SUPPLIED INFORMATION below:

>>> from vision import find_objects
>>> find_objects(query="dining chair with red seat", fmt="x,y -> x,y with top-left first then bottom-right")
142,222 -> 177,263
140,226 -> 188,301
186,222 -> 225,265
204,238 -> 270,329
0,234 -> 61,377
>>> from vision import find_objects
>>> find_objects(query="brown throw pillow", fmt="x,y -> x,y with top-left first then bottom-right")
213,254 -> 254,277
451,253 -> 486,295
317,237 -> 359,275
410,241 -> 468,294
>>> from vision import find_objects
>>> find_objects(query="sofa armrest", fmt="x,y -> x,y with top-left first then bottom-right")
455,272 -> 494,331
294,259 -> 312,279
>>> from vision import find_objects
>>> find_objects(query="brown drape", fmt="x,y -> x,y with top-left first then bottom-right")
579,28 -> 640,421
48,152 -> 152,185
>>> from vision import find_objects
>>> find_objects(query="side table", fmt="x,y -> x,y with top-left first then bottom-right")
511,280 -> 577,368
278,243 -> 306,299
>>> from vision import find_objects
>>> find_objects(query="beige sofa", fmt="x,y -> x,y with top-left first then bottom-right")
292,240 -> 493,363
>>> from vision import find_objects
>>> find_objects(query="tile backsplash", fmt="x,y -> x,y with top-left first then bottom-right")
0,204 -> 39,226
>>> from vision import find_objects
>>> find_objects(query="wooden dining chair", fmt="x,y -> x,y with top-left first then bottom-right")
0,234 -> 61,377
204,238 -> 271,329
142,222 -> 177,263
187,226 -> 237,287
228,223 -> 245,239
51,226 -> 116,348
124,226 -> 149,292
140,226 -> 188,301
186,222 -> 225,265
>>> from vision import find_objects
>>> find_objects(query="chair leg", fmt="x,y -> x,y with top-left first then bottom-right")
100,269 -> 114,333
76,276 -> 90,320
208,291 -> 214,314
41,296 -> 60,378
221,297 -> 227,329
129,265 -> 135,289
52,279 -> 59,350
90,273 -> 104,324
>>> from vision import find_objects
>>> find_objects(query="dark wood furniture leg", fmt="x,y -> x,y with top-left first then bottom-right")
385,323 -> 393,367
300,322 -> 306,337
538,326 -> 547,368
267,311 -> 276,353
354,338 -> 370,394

End of SUPPLIED INFORMATION.

▸ TASK TO COMPLETE: Copy the full listing verbatim.

▸ RESPONSE BOX:
>>> from vision import find_objects
>>> find_objects(query="dining chair with red seat", fmt="x,y -> x,y with top-left first then bottom-right")
142,222 -> 177,263
140,226 -> 188,301
186,222 -> 225,265
204,238 -> 270,329
0,234 -> 61,377
>>> from vision import find_objects
>>> find_objects(query="brown throw pillow", fmt="x,y -> x,y with top-left first then bottom-right")
213,254 -> 254,277
451,253 -> 486,295
317,237 -> 359,275
410,241 -> 468,294
>>> from vision import find_objects
>>> find_objects(query="sofa armrest", fmt="x,y -> x,y with top-left first then bottom-right")
455,272 -> 494,331
294,259 -> 312,279
>>> from vision import find_objects
>>> find_objects(query="brown drape", fmt="x,y -> x,y with top-left first then bottom-right")
579,28 -> 640,421
48,152 -> 152,185
>>> from vision import find_objects
>>> find_objects(query="side table", fmt="x,y -> x,y with top-left first then bottom-right")
511,280 -> 577,368
278,243 -> 306,299
>>> from vision import find_objects
>>> find_objects(query="beige sofa", fmt="x,y -> x,y with top-left first then bottom-right")
292,240 -> 493,363
>>> from vision import find_objects
>>> find_objects(query="tile backsplash", fmt="x,y -> x,y with top-left first then bottom-right")
0,204 -> 39,226
>>> from vision import find_objects
>>> find_objects(query="wooden dining chair", fmt="x,y -> x,y with top-left first then bottom-right")
0,234 -> 61,377
204,238 -> 271,329
142,222 -> 177,263
187,226 -> 237,287
228,223 -> 245,239
51,226 -> 116,348
124,226 -> 149,292
140,226 -> 188,301
186,222 -> 225,265
>>> from vision import find_objects
>>> find_objects(query="chair leg", fmt="x,y -> x,y with top-left first then bottom-right")
100,269 -> 114,333
76,276 -> 90,320
208,291 -> 214,314
41,296 -> 60,378
221,297 -> 227,329
129,265 -> 135,289
52,279 -> 59,350
90,273 -> 104,324
>>> from vision import find_objects
>>> find_objects(query="dark wood furniture leg", fmt="x,y -> x,y with top-left first then bottom-right")
385,323 -> 393,367
300,322 -> 306,337
538,326 -> 547,368
267,311 -> 276,353
354,338 -> 370,394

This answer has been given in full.